TEXT EXCERPT:
=== Begin Enclosure ===

Just days after New York City reopened all its school buildings, 124 public schools in coronavirus hot spots were ordered shut for at least 14 days. Those two weeks are now almost up, but it remains unclear whether officials will green light their reopening.
Mayor Bill de Blasio signaled that the closures, which affect schools in certain parts of Brooklyn and Queens, are likely to extend beyond this week. But the decision ultimately rests with Gov. Andrew Cuomo, who has not publicly offered a timeline or criteria for loosening restrictions and has often overruled or contradicted the mayor.
“It looks like another week or two of work, overall,” de Blasio told reporters Monday referring to the restrictions, including school closures. He also suggested some areas, particularly central Queens, could see restrictions lifted first and “it is possible that we could see some action later on this week.” (The shutdown orders also impact charter and private schools. City officials have not said how many of those schools are affected.)
De Blasio has been one of the nation’s biggest proponents of reopening schools, and New York is a national test case for reopening a large urban school system, in large part because of low infection rates across the city.
Even as the city’s schools have reopened over the past month, there is little evidence so far that they are causing new infections. Just 28 of over 16,000 tests administered in schools have come back positive since Oct. 9, a positivity rate of 0.17%, according to new statistics released Monday. (The seven-day average citywide positivity rate is 1.6%, de Blasio said, though some virus clusters are posting rates that are two or three times higher, state data show.)
The low positivity rate on campuses has amplified frustration over the school closures among many parents and public health experts. Bars, restaurants, and houses of worship have been allowed to stay open in the city’s virus hotspots with some additional restrictions while schools have been completely shut down. (At the same time, some ultra-Orthodox yeshivas have defied public health orders and remained open.)
“Prioritizing outdoor dining over schools doesn’t make sense,” said Uché Blackstock, an urgent care physician who has treated coronavirus patients and has two children in city public schools. Schools “have the societal value — we should be working toward keeping them open.”
The city’s hotspots are defined by color-coded zones: red, orange and yellow, with all schools in red and orange zones completely shuttered. Bars and restaurants may continue outdoor dining in orange zones and may offer takeout in red zones. Houses of worship are allowed to continue indoor gatherings with a cap of 25 people in orange zones and 10 in the more-restrictive red zones.

=== End Enclosure ===

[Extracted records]
=== Begin Enclosure ===

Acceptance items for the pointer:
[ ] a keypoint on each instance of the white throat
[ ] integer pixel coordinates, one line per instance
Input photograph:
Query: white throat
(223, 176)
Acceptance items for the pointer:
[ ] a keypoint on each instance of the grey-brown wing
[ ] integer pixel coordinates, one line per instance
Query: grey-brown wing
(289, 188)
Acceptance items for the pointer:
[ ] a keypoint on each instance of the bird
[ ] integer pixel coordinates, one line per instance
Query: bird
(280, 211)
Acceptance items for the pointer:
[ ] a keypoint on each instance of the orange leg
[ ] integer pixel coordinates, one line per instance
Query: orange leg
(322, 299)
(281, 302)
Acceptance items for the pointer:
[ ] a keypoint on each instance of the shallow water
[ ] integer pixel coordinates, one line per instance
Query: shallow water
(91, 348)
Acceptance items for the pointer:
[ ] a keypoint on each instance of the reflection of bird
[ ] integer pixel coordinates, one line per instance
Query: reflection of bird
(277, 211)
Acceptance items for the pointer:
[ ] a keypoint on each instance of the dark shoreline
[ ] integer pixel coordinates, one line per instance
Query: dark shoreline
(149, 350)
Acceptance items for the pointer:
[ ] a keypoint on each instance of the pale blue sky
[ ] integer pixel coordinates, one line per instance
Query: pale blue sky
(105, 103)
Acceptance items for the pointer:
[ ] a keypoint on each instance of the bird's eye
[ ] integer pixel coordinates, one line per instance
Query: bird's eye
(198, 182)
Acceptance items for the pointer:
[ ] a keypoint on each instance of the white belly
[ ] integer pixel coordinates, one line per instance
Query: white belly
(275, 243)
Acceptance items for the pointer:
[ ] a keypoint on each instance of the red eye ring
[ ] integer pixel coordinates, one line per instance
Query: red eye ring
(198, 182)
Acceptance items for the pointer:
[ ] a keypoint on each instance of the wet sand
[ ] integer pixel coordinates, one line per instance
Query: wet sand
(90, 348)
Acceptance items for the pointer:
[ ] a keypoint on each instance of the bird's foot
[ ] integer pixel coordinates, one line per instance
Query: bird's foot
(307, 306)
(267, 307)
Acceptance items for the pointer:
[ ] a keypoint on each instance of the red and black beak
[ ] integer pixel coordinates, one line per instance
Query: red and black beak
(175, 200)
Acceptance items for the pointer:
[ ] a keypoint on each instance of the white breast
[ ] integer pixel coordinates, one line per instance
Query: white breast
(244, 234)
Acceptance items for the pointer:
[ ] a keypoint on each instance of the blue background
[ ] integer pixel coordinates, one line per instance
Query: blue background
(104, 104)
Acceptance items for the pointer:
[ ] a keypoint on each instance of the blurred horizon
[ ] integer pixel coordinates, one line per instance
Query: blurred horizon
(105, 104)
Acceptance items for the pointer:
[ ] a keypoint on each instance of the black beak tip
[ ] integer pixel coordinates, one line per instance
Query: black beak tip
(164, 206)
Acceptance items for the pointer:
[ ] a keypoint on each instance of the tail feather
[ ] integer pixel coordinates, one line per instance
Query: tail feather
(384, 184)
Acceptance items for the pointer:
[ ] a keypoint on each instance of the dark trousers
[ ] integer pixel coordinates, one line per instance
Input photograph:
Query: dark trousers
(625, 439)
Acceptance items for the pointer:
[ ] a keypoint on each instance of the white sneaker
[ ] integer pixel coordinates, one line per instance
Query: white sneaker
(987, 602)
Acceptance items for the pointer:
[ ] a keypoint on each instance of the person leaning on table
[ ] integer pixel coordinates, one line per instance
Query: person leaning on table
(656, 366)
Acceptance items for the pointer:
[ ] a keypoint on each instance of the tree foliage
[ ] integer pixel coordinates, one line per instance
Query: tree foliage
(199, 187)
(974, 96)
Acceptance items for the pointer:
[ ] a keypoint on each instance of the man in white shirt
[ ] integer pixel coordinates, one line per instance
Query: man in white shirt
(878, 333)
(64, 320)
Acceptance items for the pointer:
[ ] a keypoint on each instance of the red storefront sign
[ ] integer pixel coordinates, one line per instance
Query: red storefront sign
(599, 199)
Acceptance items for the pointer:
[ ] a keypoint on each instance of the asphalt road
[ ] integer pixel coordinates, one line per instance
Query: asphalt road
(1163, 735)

=== End Enclosure ===

YOUR TASK:
According to the text on New York City's school closures, how many of the more than 16,000 tests given in schools since Oct. 9 came back positive?

RESULT OF THIS TASK:
28